— TASK REQUIREMENTS —
The reply to the records below should contain exactly the lines from the line with "[locate] the gymnast's elbow" through the line with "[locate] the competitor", and nothing besides.

— DATA FOR REVIEW —
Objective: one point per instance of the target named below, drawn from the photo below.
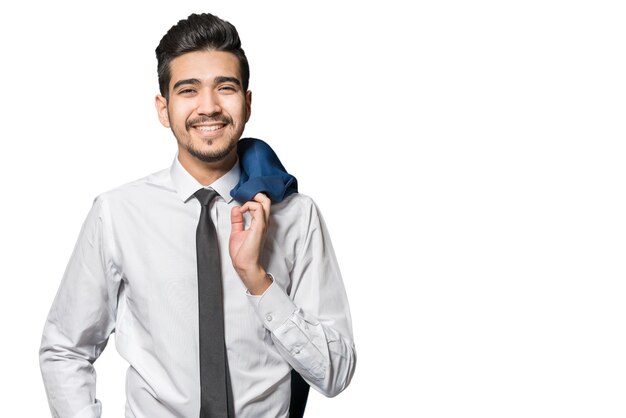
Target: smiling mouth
(209, 128)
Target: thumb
(236, 220)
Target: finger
(256, 211)
(266, 202)
(236, 219)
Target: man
(149, 257)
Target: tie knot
(205, 196)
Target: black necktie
(215, 390)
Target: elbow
(342, 377)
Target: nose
(208, 103)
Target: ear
(248, 105)
(160, 103)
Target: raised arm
(311, 327)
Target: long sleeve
(310, 324)
(79, 323)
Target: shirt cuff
(274, 307)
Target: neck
(206, 173)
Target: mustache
(207, 119)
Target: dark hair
(196, 33)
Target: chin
(209, 155)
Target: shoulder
(135, 191)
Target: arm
(311, 327)
(79, 324)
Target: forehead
(204, 66)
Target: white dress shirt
(133, 272)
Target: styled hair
(199, 32)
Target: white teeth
(209, 128)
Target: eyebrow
(225, 79)
(216, 80)
(179, 83)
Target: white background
(468, 157)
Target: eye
(186, 91)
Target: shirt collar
(186, 185)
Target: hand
(246, 245)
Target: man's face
(207, 107)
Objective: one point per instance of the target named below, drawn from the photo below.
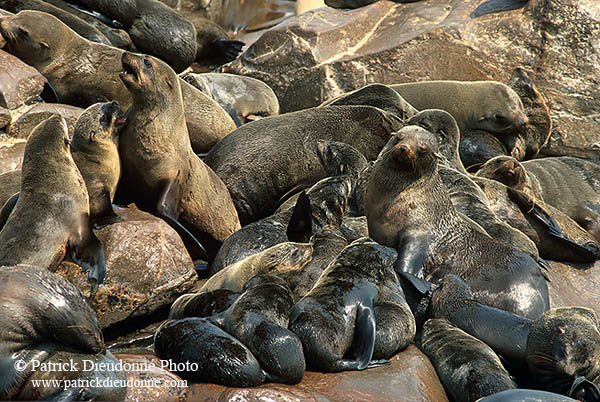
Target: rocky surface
(11, 153)
(147, 268)
(19, 83)
(26, 118)
(327, 52)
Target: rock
(326, 52)
(11, 153)
(19, 83)
(574, 285)
(410, 376)
(153, 384)
(147, 268)
(26, 118)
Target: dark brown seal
(409, 209)
(51, 215)
(160, 170)
(95, 151)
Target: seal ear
(300, 226)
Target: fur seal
(244, 98)
(95, 151)
(259, 319)
(279, 152)
(221, 358)
(409, 209)
(51, 215)
(45, 319)
(468, 368)
(339, 316)
(158, 161)
(279, 258)
(377, 95)
(477, 106)
(325, 203)
(83, 73)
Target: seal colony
(328, 239)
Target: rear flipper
(230, 49)
(87, 252)
(167, 209)
(530, 208)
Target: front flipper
(167, 209)
(364, 338)
(87, 252)
(104, 214)
(539, 214)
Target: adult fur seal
(259, 319)
(45, 319)
(279, 258)
(339, 311)
(279, 152)
(83, 73)
(158, 161)
(409, 209)
(468, 368)
(95, 151)
(51, 215)
(244, 98)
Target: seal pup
(46, 319)
(259, 319)
(51, 215)
(279, 152)
(338, 313)
(468, 368)
(325, 203)
(279, 258)
(244, 98)
(410, 210)
(83, 73)
(95, 151)
(221, 358)
(159, 164)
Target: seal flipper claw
(166, 209)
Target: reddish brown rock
(26, 118)
(19, 83)
(328, 52)
(11, 153)
(575, 285)
(147, 268)
(410, 377)
(153, 384)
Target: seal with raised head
(95, 151)
(159, 169)
(279, 258)
(83, 73)
(409, 209)
(279, 152)
(51, 215)
(45, 320)
(339, 317)
(259, 319)
(468, 368)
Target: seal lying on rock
(51, 215)
(409, 209)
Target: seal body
(158, 161)
(51, 215)
(95, 151)
(409, 209)
(468, 368)
(339, 311)
(279, 152)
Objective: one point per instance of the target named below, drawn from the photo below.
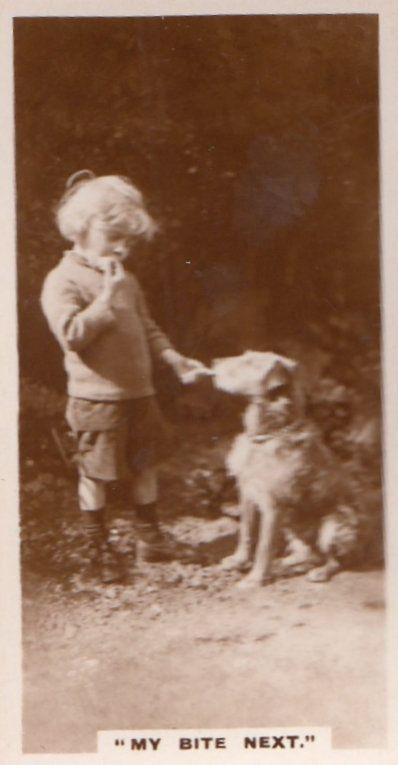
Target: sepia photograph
(198, 240)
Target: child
(98, 313)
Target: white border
(10, 654)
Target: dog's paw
(251, 581)
(234, 563)
(321, 574)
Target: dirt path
(159, 655)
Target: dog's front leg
(265, 546)
(242, 555)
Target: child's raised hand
(188, 370)
(114, 275)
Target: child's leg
(102, 560)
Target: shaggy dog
(287, 478)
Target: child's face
(100, 241)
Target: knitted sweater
(107, 350)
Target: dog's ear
(283, 370)
(276, 370)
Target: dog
(287, 478)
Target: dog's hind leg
(265, 546)
(327, 538)
(243, 553)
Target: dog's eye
(278, 392)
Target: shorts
(116, 439)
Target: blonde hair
(112, 199)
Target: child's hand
(188, 370)
(114, 275)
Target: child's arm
(73, 323)
(186, 369)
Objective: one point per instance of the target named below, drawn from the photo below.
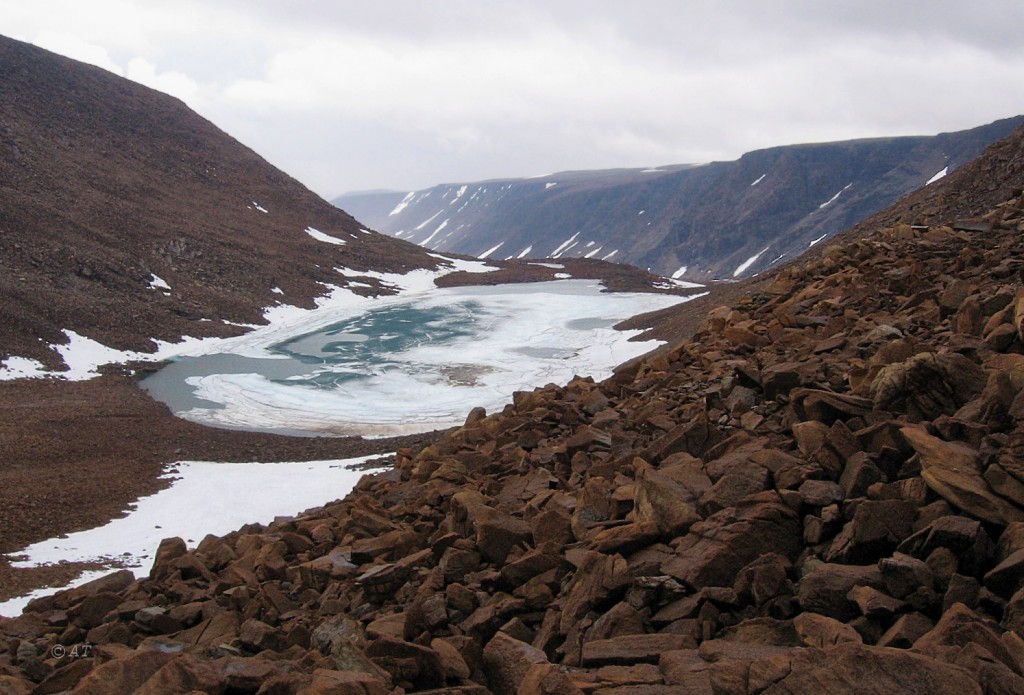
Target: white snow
(22, 367)
(205, 497)
(836, 197)
(463, 265)
(404, 204)
(748, 263)
(427, 221)
(321, 236)
(940, 174)
(510, 347)
(156, 283)
(491, 251)
(459, 193)
(428, 239)
(564, 246)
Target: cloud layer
(404, 94)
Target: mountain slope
(719, 220)
(107, 185)
(821, 491)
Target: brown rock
(875, 531)
(123, 676)
(858, 669)
(715, 550)
(408, 662)
(951, 470)
(507, 661)
(820, 631)
(686, 669)
(598, 578)
(825, 589)
(907, 630)
(168, 551)
(631, 649)
(928, 385)
(965, 537)
(1007, 576)
(668, 496)
(875, 604)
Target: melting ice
(411, 363)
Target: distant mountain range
(719, 220)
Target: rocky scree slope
(105, 184)
(711, 219)
(821, 491)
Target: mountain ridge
(715, 220)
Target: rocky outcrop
(678, 525)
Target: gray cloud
(403, 94)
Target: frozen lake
(408, 363)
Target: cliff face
(827, 475)
(105, 185)
(720, 220)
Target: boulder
(820, 631)
(715, 550)
(928, 385)
(826, 588)
(951, 470)
(507, 661)
(857, 669)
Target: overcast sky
(404, 94)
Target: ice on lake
(412, 362)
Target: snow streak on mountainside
(710, 219)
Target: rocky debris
(823, 498)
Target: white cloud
(404, 94)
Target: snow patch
(321, 236)
(156, 283)
(428, 239)
(835, 198)
(945, 170)
(427, 221)
(564, 246)
(403, 204)
(491, 251)
(204, 497)
(748, 263)
(22, 367)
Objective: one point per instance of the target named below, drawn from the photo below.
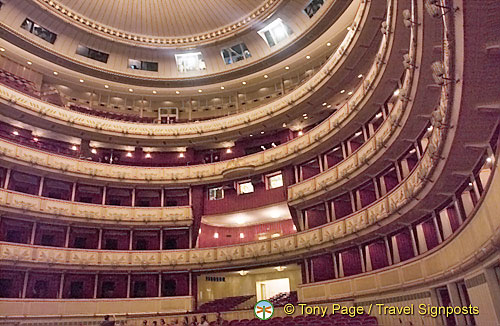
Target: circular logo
(263, 310)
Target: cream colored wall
(236, 285)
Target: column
(33, 233)
(388, 250)
(7, 179)
(99, 242)
(363, 260)
(456, 302)
(96, 285)
(335, 265)
(61, 286)
(104, 195)
(73, 192)
(25, 284)
(413, 241)
(66, 242)
(133, 197)
(131, 242)
(129, 279)
(40, 187)
(159, 285)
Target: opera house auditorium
(249, 162)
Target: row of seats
(111, 115)
(224, 304)
(18, 83)
(311, 320)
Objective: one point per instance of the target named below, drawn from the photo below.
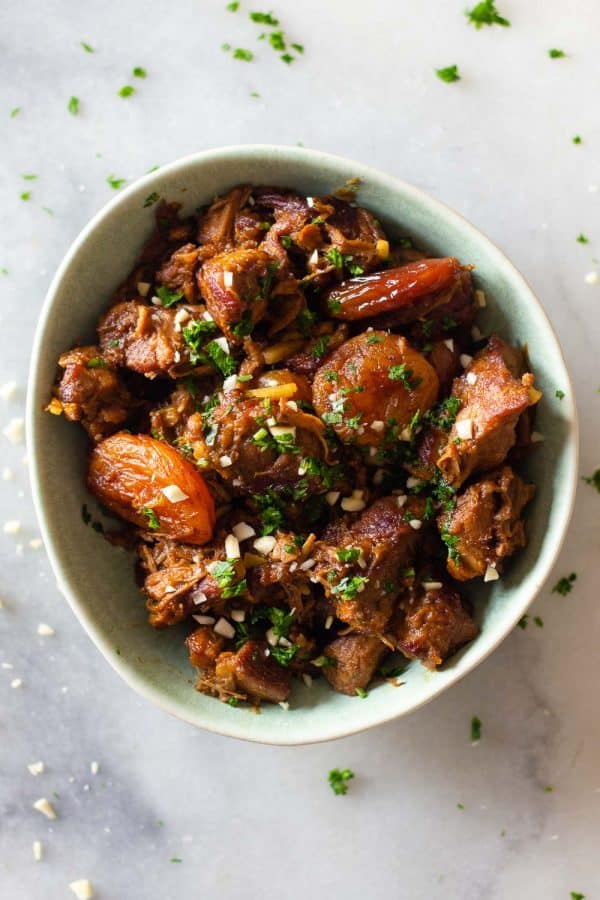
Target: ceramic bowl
(98, 581)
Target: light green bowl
(98, 580)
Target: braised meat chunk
(352, 662)
(91, 392)
(297, 421)
(486, 525)
(435, 625)
(492, 398)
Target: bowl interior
(98, 580)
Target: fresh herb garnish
(593, 479)
(319, 348)
(153, 520)
(194, 334)
(225, 575)
(338, 780)
(485, 13)
(167, 297)
(448, 74)
(404, 374)
(348, 554)
(244, 55)
(349, 587)
(564, 585)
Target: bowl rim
(252, 152)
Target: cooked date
(149, 483)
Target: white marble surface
(249, 821)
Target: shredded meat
(91, 392)
(486, 523)
(434, 626)
(491, 407)
(355, 658)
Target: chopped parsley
(224, 362)
(348, 554)
(404, 374)
(564, 585)
(319, 348)
(271, 512)
(153, 520)
(194, 334)
(485, 13)
(593, 479)
(167, 297)
(349, 587)
(338, 780)
(225, 575)
(451, 541)
(244, 55)
(449, 74)
(115, 183)
(261, 18)
(284, 655)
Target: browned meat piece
(312, 355)
(486, 523)
(356, 658)
(204, 645)
(90, 392)
(141, 337)
(365, 591)
(492, 399)
(236, 288)
(357, 235)
(258, 675)
(178, 273)
(255, 447)
(434, 626)
(372, 380)
(216, 228)
(445, 359)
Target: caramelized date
(373, 379)
(135, 475)
(394, 289)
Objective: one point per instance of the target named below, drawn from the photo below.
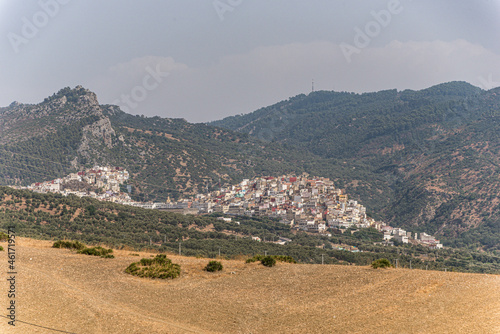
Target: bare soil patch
(63, 290)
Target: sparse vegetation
(159, 267)
(214, 266)
(68, 244)
(97, 251)
(381, 263)
(268, 261)
(280, 258)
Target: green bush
(280, 258)
(268, 261)
(381, 263)
(68, 244)
(97, 251)
(159, 267)
(213, 266)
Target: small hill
(65, 291)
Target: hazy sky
(206, 59)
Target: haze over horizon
(205, 60)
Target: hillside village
(310, 204)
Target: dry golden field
(75, 293)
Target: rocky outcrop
(97, 134)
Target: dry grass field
(74, 293)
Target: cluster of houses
(310, 204)
(404, 237)
(306, 203)
(104, 184)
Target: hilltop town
(310, 204)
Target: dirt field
(74, 293)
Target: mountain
(433, 155)
(166, 157)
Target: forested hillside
(433, 155)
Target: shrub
(213, 266)
(97, 251)
(280, 258)
(4, 236)
(68, 244)
(268, 261)
(159, 267)
(381, 263)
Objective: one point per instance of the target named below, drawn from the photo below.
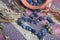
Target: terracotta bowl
(41, 6)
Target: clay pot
(41, 6)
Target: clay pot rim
(41, 6)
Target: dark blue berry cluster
(41, 33)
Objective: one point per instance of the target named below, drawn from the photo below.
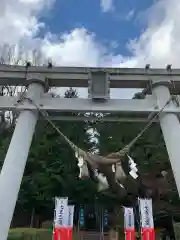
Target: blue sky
(91, 33)
(113, 28)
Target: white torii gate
(98, 81)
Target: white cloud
(157, 45)
(106, 5)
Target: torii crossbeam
(99, 81)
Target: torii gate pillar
(15, 161)
(170, 126)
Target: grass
(33, 234)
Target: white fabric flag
(128, 218)
(146, 212)
(70, 215)
(61, 212)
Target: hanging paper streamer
(129, 227)
(147, 223)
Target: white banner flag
(128, 218)
(61, 212)
(145, 206)
(70, 215)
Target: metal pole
(15, 161)
(170, 126)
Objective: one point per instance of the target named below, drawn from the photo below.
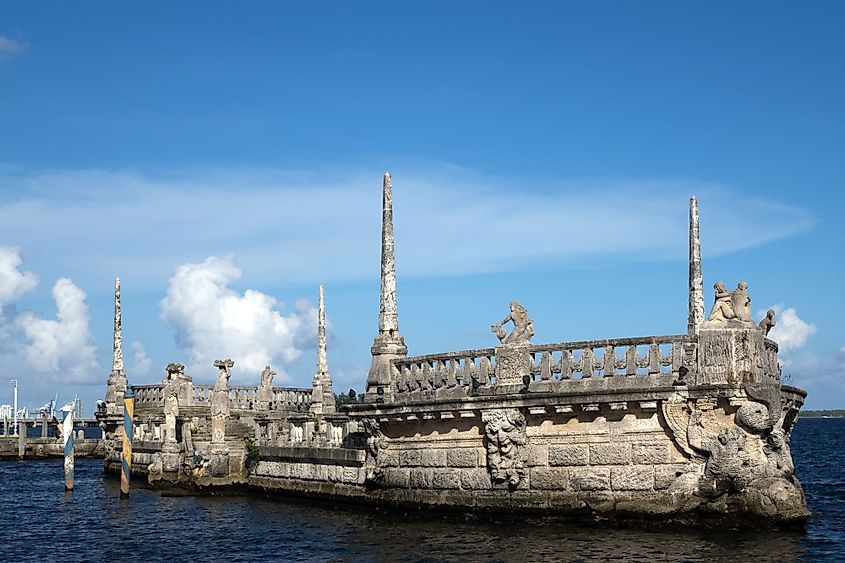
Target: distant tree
(349, 398)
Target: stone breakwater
(691, 428)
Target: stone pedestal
(730, 353)
(171, 458)
(218, 464)
(513, 362)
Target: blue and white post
(67, 436)
(128, 430)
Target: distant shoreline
(835, 413)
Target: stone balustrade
(148, 396)
(472, 370)
(629, 357)
(293, 399)
(771, 367)
(458, 370)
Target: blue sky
(225, 159)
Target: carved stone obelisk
(696, 281)
(388, 343)
(322, 394)
(117, 378)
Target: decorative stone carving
(731, 305)
(768, 322)
(375, 444)
(265, 388)
(677, 415)
(523, 327)
(388, 343)
(727, 454)
(220, 400)
(505, 432)
(181, 380)
(778, 455)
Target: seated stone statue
(220, 393)
(768, 322)
(741, 302)
(722, 306)
(267, 377)
(731, 305)
(523, 328)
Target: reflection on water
(41, 522)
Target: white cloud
(213, 321)
(791, 332)
(141, 363)
(309, 228)
(61, 349)
(9, 46)
(13, 282)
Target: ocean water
(40, 522)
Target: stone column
(219, 462)
(696, 281)
(21, 440)
(388, 343)
(322, 394)
(117, 378)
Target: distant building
(77, 407)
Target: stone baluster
(588, 360)
(631, 358)
(567, 364)
(653, 359)
(427, 378)
(609, 361)
(485, 369)
(454, 369)
(545, 366)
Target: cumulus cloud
(61, 349)
(13, 282)
(214, 321)
(791, 332)
(141, 363)
(9, 46)
(328, 224)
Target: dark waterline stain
(40, 522)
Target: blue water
(40, 522)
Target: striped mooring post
(67, 436)
(126, 455)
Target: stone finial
(322, 394)
(696, 281)
(117, 356)
(322, 363)
(388, 320)
(388, 343)
(523, 327)
(768, 322)
(731, 305)
(117, 382)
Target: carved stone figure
(730, 305)
(220, 400)
(375, 443)
(267, 377)
(265, 389)
(722, 306)
(505, 431)
(741, 302)
(778, 454)
(768, 322)
(523, 327)
(727, 454)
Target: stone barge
(691, 428)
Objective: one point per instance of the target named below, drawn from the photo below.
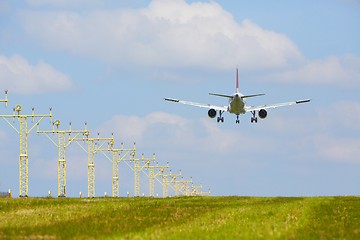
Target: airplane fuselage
(237, 104)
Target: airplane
(237, 105)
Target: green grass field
(181, 218)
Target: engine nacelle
(212, 113)
(262, 113)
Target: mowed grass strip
(181, 218)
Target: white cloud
(167, 131)
(17, 75)
(339, 71)
(338, 149)
(62, 3)
(166, 33)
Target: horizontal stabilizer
(303, 101)
(220, 95)
(171, 99)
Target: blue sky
(109, 63)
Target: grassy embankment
(181, 218)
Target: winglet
(171, 99)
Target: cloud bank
(19, 76)
(166, 33)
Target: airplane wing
(257, 108)
(203, 105)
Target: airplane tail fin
(237, 79)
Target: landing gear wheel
(220, 118)
(254, 118)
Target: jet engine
(212, 113)
(262, 113)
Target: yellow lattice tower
(165, 183)
(198, 191)
(23, 132)
(65, 138)
(91, 151)
(173, 177)
(137, 169)
(118, 155)
(6, 99)
(184, 188)
(153, 175)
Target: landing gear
(220, 118)
(253, 118)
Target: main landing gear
(253, 118)
(220, 118)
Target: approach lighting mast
(94, 145)
(153, 175)
(65, 138)
(23, 131)
(137, 169)
(118, 155)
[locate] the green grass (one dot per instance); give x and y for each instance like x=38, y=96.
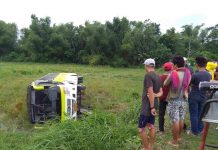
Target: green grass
x=113, y=94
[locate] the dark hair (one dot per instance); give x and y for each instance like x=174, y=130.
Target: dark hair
x=201, y=61
x=179, y=61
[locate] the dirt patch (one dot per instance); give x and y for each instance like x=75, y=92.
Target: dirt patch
x=119, y=108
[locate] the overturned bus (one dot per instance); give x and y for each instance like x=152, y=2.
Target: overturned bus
x=56, y=95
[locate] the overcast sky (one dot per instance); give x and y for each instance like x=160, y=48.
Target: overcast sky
x=168, y=13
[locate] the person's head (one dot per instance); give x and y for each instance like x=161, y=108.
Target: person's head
x=168, y=66
x=178, y=61
x=149, y=64
x=201, y=61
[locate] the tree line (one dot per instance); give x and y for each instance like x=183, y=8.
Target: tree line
x=117, y=43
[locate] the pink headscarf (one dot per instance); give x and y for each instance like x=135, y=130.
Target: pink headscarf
x=175, y=78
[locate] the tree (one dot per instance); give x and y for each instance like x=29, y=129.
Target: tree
x=8, y=37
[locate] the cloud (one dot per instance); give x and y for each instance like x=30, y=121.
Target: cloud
x=168, y=13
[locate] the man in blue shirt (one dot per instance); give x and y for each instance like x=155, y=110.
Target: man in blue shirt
x=196, y=97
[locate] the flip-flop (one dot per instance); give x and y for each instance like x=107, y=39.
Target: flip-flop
x=172, y=144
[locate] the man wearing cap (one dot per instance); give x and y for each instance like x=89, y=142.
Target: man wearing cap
x=152, y=85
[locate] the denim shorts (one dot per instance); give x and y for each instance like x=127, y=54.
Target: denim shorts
x=146, y=121
x=176, y=109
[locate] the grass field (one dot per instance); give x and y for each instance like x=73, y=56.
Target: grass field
x=112, y=93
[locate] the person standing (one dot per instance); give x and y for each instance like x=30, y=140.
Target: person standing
x=178, y=80
x=210, y=67
x=168, y=66
x=196, y=97
x=152, y=85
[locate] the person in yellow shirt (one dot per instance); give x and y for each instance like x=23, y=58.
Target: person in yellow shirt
x=211, y=66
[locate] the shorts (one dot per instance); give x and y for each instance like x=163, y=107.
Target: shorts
x=176, y=109
x=146, y=121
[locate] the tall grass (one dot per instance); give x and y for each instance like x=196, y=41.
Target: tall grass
x=112, y=93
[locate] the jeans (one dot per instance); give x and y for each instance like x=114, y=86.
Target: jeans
x=196, y=102
x=162, y=110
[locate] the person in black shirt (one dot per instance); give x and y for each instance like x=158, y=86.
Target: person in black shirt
x=196, y=97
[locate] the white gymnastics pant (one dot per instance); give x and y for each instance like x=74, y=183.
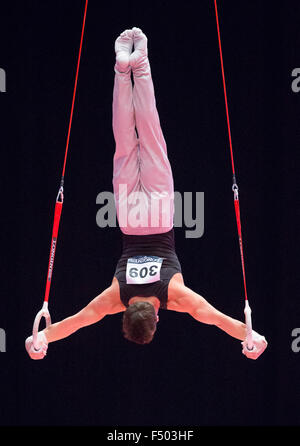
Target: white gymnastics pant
x=142, y=176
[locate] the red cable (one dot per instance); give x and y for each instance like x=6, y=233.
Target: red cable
x=59, y=200
x=224, y=88
x=235, y=188
x=74, y=92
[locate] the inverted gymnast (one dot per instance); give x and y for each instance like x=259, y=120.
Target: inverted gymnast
x=148, y=274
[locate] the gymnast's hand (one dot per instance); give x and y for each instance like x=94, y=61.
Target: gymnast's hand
x=42, y=346
x=259, y=346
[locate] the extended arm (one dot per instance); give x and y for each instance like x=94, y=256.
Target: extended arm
x=107, y=302
x=185, y=300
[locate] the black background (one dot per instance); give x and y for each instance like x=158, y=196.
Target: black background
x=191, y=374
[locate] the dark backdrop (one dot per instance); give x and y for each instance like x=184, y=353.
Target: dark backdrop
x=191, y=374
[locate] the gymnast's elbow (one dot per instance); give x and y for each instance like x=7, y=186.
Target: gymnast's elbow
x=205, y=316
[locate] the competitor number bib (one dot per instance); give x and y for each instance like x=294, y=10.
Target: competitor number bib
x=143, y=269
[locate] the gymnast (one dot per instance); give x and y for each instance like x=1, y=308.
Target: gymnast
x=148, y=274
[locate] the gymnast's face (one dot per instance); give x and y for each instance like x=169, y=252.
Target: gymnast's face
x=140, y=320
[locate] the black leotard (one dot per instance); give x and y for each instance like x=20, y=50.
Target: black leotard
x=160, y=245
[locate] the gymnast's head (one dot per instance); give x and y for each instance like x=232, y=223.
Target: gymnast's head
x=139, y=322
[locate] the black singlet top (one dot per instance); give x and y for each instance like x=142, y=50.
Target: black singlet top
x=160, y=245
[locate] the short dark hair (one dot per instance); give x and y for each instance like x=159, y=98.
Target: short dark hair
x=139, y=322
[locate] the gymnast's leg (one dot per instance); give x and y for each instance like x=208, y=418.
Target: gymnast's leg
x=126, y=157
x=156, y=173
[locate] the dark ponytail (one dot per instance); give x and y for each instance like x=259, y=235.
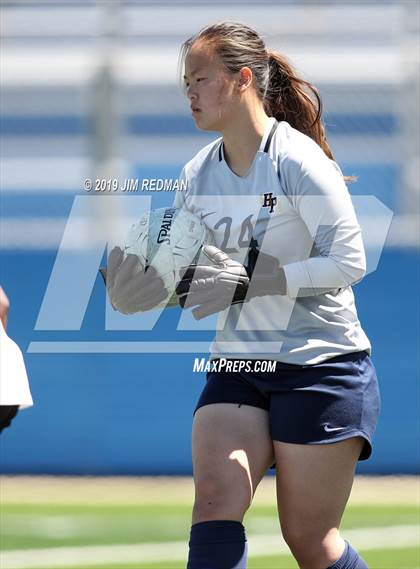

— EXERCISE OUTPUT —
[locate] the gymnast's elbow (one dot per instance); give x and y for each instance like x=7, y=186.
Target: gymnast's elbow
x=205, y=316
[locate] the competitor number bib (one dot per instance); give x and y for each instance like x=294, y=10.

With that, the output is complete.